## Ce que vous ferez
(a) D'après le passage fourni, qu'est-ce qui a obligé les chasseurs de rennes à fuir l'Europe occidentale ?
(b) Recopiez le passage fourni en commençant par « Mais on dirait » et en continuant jusqu'à « son caractère individuel. » inclus.

## Passage fourni
Mais on dirait cette peinture élémentaire condamnée à ne pas
évoluer, vouée à la disparition brutale. Les eaux tièdes ont obligé
les chasseurs de rennes à fuir l’Europe occidentale, les Bushmens
se sont dispersés à l’arrivée des Cafres, des Boers, des Anglais,
et la colonisation de l’Australie réduit de jour en jour le nombre
des indigènes qui couvraient les rochers de la grande île de
fresques noires, sulfureuses, rouges et bleues, témoignant de la
naissance d’un esprit généralisateur dont les rudiments sont
peut-être moins visibles chez les habitants de l’Afrique que chez
quelques peuples océaniens. L’art de Polynésie, comme l’art
oriental en général, semblerait avant tout tendre à la décoration,
alors que l’art d’Afrique, comme l’art européen, aurait une
tendance plus marquée à isoler la forme pour l’examiner dans son
action propre et son caractère individuel.
    Il est vrai que le climat et la nature
océanienne offrent à la sensibilité des Polynésiens des ressources
qu’on ne trouve pas en Afrique. Le morcellement de la race,
dispersée en des milliers d’îles et d’îlots que séparent d’énormes
étendues de mer, a peut-être seul empêché, en s’opposant à la
cohésion nécessaire, une grande civilisation de naître dans le
Pacifique et d’essaimer alentour. Et maintenant il est trop
tard : la conquête européenne, les maladies, l’alcool, la
morale et la religion qu’elle leur apporte les ont anémiés,
décimés, vaincus. Ils commencent déjà à ne plus sentir vivre en eux
le poème naturel qui les entoure et qui les a formés.

## Données fournies
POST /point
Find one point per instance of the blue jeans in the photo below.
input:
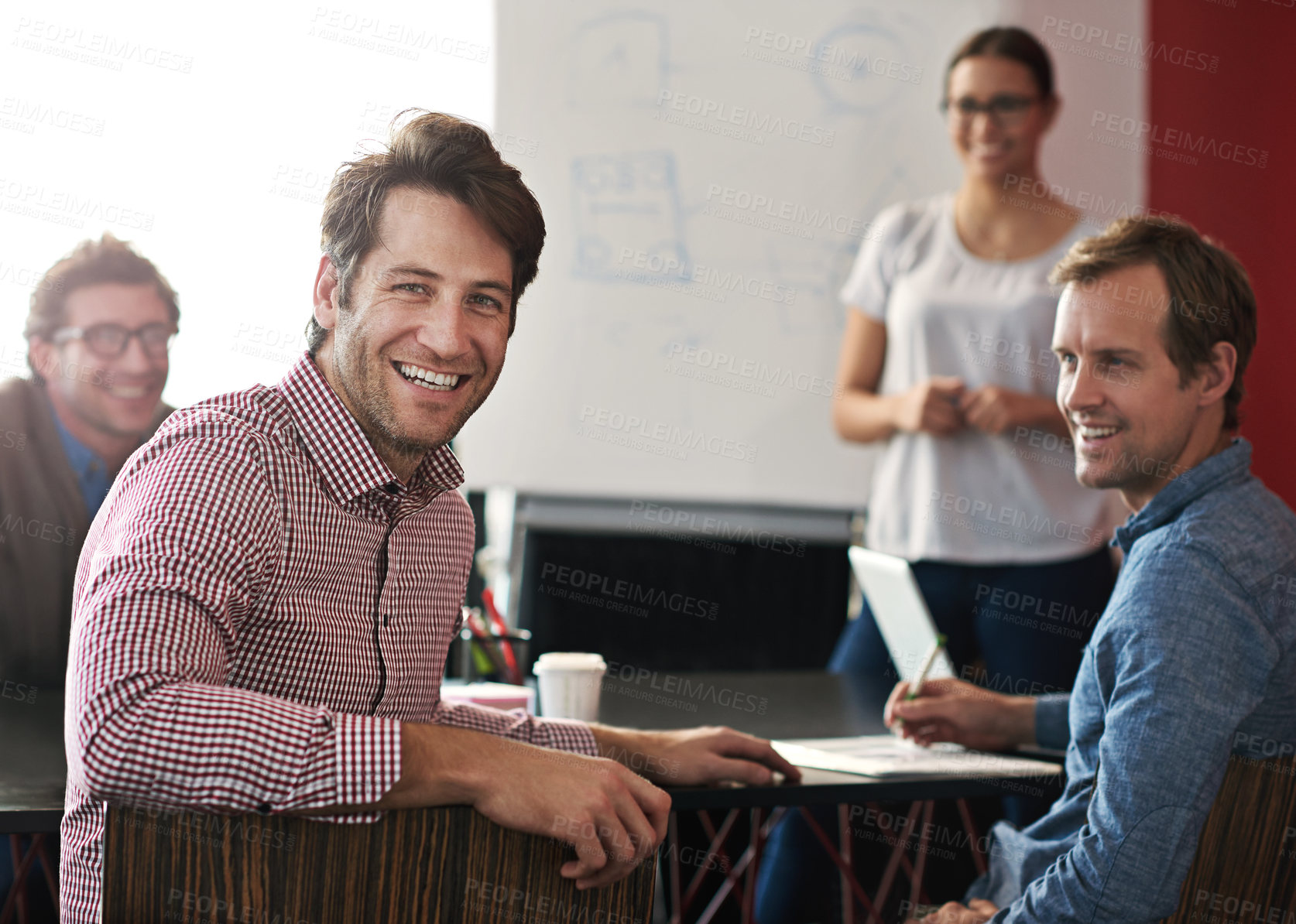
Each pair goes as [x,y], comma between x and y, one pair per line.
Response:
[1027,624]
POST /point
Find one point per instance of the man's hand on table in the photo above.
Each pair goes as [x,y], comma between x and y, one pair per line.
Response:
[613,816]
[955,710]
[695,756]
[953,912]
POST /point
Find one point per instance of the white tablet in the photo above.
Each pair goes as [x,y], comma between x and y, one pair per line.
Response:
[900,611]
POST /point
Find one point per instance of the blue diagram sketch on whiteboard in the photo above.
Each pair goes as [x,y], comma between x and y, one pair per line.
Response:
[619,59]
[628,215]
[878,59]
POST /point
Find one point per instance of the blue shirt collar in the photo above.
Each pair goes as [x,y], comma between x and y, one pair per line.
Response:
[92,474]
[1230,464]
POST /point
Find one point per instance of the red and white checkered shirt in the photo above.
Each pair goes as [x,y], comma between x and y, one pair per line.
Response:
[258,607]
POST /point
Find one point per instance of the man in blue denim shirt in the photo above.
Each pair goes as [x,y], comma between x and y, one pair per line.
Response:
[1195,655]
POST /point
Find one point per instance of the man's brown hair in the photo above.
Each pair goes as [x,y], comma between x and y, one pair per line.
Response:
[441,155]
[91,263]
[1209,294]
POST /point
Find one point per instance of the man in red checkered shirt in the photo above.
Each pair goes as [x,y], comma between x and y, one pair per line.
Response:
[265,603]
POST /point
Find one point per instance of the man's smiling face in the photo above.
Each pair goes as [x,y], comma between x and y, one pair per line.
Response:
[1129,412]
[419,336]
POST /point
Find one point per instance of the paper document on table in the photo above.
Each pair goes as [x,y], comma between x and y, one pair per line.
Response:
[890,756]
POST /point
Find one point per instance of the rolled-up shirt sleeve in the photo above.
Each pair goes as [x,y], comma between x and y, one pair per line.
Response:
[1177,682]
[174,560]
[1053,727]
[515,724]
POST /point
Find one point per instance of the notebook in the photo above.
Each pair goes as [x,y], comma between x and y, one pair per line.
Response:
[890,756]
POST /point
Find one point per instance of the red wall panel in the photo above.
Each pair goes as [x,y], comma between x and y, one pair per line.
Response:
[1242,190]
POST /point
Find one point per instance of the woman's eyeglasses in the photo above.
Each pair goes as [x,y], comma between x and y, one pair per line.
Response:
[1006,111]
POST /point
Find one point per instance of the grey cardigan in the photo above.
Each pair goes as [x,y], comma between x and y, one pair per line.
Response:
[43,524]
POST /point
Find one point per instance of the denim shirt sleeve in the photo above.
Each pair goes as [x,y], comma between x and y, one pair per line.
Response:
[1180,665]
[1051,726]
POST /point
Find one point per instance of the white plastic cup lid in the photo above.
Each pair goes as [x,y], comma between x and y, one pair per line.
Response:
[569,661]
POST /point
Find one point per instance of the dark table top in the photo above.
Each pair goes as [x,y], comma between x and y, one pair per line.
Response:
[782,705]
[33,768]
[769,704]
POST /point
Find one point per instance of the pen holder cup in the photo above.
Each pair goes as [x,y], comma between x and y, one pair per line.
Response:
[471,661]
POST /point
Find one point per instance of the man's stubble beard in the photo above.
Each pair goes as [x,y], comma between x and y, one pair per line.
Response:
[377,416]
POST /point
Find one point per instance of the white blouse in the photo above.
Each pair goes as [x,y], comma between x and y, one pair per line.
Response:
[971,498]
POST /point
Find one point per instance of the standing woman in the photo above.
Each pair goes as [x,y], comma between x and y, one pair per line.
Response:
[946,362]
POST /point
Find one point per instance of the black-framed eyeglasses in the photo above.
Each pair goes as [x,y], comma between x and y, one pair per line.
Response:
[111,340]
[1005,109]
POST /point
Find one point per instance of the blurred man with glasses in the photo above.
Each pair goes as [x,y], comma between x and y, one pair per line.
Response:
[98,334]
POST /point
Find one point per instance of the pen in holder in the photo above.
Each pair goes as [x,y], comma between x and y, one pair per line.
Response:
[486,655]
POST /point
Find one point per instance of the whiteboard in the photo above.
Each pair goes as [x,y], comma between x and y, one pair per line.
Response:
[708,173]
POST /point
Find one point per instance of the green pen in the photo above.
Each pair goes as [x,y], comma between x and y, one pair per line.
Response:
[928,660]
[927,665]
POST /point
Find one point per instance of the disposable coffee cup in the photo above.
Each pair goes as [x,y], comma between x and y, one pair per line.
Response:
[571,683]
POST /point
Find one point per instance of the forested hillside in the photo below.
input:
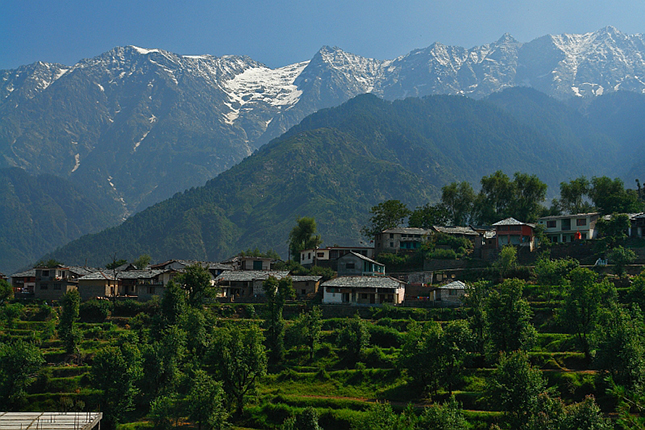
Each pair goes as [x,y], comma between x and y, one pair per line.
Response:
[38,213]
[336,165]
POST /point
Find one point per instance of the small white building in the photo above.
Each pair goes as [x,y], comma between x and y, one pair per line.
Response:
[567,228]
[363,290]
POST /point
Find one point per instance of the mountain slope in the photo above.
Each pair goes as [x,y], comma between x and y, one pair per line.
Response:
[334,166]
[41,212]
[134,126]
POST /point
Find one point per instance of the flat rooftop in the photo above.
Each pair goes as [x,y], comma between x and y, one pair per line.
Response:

## Résultats obtenus
(a) Ce sont les eaux tièdes qui les y ont obligés.

(b)
Mais on dirait cette peinture élémentaire condamnée à ne pas
évoluer, vouée à la disparition brutale. Les eaux tièdes ont obligé
les chasseurs de rennes à fuir l’Europe occidentale, les Bushmens
se sont dispersés à l’arrivée des Cafres, des Boers, des Anglais,
et la colonisation de l’Australie réduit de jour en jour le nombre
des indigènes qui couvraient les rochers de la grande île de
fresques noires, sulfureuses, rouges et bleues, témoignant de la
naissance d’un esprit généralisateur dont les rudiments sont
peut-être moins visibles chez les habitants de l’Afrique que chez
quelques peuples océaniens. L’art de Polynésie, comme l’art
oriental en général, semblerait avant tout tendre à la décoration,
alors que l’art d’Afrique, comme l’art européen, aurait une
tendance plus marquée à isoler la forme pour l’examiner dans son
action propre et son caractère individuel.